__Exercise brief__. Quote the stretch of lines from the line containing "Given whatever prompts" through the line containing "box: [44, 171, 85, 194]", copying each one exactly.

__Dataset__.
»»
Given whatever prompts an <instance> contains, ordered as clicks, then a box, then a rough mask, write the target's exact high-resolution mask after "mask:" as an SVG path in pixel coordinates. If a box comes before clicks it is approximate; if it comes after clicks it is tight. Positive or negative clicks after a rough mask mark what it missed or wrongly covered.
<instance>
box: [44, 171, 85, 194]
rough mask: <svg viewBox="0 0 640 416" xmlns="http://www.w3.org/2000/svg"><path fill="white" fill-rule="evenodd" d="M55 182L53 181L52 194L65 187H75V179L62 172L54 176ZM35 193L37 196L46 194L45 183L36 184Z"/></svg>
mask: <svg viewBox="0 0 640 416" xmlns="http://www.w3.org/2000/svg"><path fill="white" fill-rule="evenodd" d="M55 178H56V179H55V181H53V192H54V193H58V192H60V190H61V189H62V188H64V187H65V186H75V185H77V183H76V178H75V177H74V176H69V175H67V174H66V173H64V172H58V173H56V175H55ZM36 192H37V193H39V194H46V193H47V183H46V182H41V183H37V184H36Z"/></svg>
««
»»
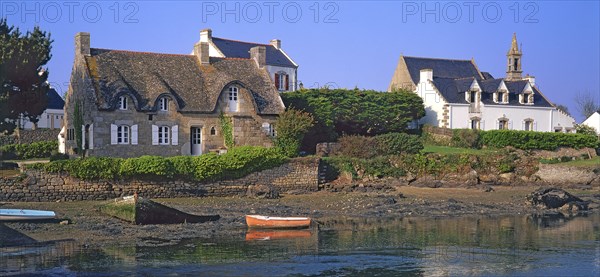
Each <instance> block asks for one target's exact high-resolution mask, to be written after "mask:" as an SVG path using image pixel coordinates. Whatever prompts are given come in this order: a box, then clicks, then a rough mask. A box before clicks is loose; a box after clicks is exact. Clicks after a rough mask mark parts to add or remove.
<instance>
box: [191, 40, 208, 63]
««
»»
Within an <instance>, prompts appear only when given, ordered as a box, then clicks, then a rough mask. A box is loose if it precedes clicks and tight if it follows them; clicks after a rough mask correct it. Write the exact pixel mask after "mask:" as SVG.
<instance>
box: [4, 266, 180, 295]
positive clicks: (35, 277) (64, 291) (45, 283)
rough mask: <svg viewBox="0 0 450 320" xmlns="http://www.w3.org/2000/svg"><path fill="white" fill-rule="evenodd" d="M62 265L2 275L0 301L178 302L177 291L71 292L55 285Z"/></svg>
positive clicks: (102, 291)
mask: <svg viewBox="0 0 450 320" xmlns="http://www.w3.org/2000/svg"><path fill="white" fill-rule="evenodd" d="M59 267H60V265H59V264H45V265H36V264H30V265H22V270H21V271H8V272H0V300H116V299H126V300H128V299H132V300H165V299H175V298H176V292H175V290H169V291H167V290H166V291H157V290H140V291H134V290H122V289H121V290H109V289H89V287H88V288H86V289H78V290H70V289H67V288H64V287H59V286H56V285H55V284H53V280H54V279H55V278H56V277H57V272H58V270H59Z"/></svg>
««
__Written solution__.
Given whatever prompts an <instance> contains, ordered as clicks, then a box, then a rough mask, write the target's exact high-resolution mask after "mask:" as an SVG path in pixel coordinates. If a box comes before clicks it is approximate; if it comes after clicks it is tight. Positive or negative clicks after a rough mask mark what it missed or wrongly covered.
<instance>
box: [44, 171, 85, 194]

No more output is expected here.